## How to complete this task
In the passage below, to which historical group does the writer compare people who are offered as sacrificial victims?

Ok, but it's still a philosophical argument? No, not with the definition I'm using. The definition I'm using has nothing to do with abstractions, it has to do with the concrete notion that if player A can offer person P as a sacrificial victim to player B, and if P has no say in the actions of A or B, then for all P so offered to B there exists no instance of P who has a say over what happens next. They are hostages of fortune, closer to the thralls of Nordic times in terms of their power to influence events than free and independent citizens.
We don't know what Iranian intel said, they may well have been confirming something they'd been given.
We don't know what US intel said, we have no reason to believe that any of the prisoners were being held to confirm anything. That the CIA defied a court order to preserve the video tape sessions of interrogations -- well, I don't regard that as being in the US' favour when it comes to their claims about anything. Nobody destroys evidence of their own innocence, after all. We don't know what the US does in regards to escalation - without the tapes, we have nothing to go on. And, again, nobody destroys evidence of their own innocence.

## Information shown

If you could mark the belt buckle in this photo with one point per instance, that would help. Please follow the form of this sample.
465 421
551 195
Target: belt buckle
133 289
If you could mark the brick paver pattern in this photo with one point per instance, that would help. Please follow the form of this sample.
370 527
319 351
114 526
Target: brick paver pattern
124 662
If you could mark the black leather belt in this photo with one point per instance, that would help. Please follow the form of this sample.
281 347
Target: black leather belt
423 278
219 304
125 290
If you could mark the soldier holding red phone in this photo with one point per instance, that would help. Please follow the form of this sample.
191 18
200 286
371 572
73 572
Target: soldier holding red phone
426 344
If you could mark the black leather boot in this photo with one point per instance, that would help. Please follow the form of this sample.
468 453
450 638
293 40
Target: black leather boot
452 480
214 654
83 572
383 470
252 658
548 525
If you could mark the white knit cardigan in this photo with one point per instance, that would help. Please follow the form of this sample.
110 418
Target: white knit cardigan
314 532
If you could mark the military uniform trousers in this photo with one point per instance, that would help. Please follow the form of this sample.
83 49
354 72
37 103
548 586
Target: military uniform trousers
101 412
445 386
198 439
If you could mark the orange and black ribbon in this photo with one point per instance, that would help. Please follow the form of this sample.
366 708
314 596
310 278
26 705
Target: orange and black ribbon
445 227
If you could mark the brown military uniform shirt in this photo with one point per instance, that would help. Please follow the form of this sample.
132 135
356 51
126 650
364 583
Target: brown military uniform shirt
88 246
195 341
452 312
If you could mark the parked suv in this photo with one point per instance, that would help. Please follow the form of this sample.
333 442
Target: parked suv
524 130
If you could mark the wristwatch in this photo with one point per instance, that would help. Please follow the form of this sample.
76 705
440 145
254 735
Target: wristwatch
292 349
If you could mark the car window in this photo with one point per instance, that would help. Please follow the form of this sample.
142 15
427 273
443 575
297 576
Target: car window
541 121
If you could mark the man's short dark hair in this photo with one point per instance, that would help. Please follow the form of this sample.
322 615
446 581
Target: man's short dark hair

## Task response
The thralls of Nordic times.